Exercise instructions |
Find each line in the records below that contains the string "tire", and copy those lines. Case counts.

Extracted records |
[START]

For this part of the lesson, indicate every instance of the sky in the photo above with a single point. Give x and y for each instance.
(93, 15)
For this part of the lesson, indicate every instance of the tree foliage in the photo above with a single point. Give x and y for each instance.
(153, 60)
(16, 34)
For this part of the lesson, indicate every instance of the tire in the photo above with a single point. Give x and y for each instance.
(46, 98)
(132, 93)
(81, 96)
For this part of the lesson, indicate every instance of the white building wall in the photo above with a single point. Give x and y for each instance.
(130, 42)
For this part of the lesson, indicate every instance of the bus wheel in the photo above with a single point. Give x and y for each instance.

[END]
[START]

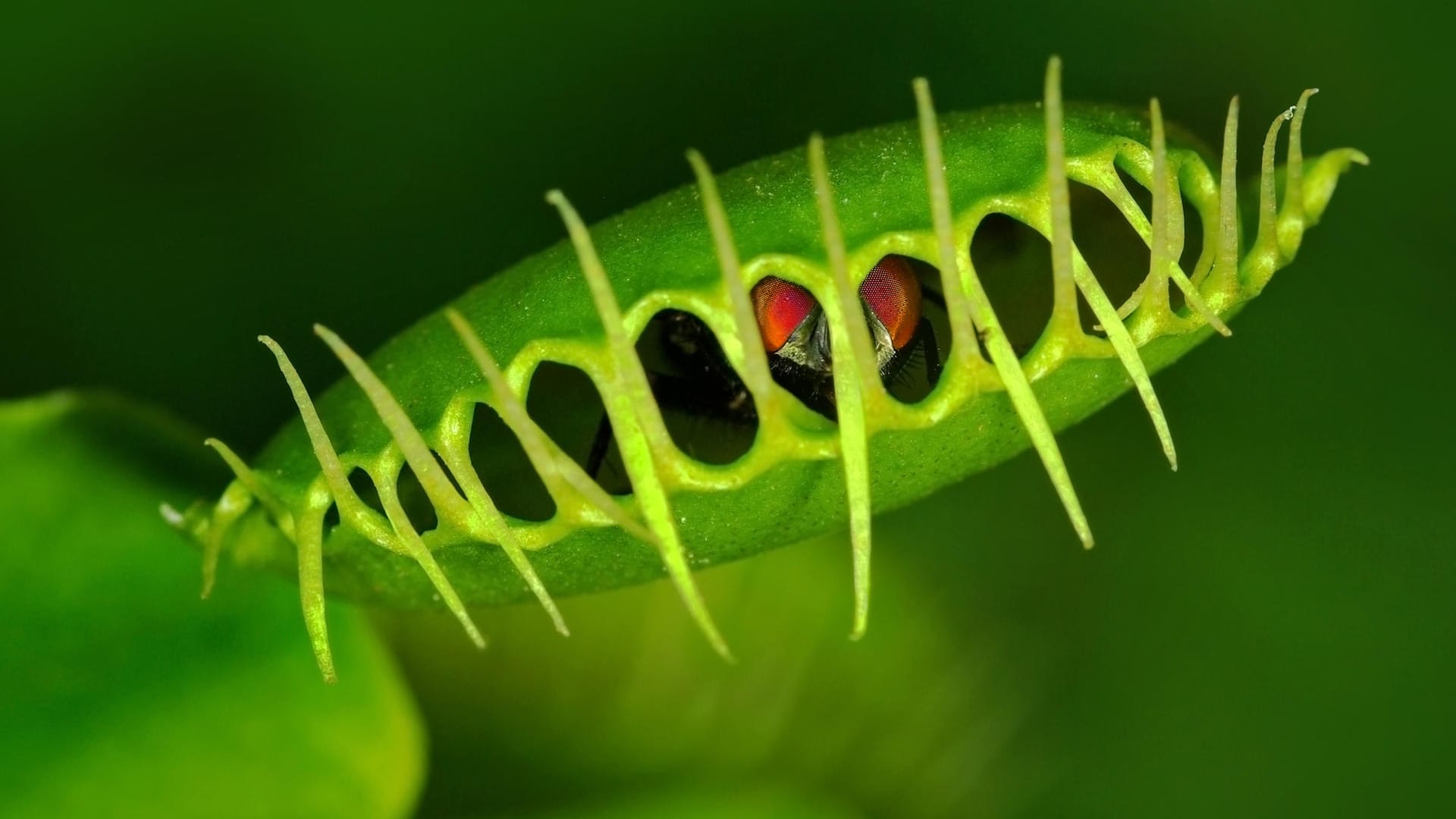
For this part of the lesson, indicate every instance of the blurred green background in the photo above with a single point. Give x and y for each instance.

[END]
[START]

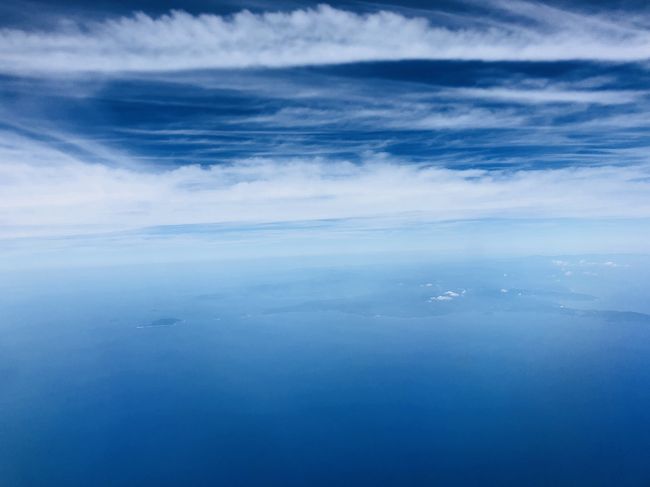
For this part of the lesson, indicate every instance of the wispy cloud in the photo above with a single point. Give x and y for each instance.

[END]

Response to this exercise |
For this part of the lesson, indicate every instance of the tire in the photo above with a single point. Give x and y for each instance.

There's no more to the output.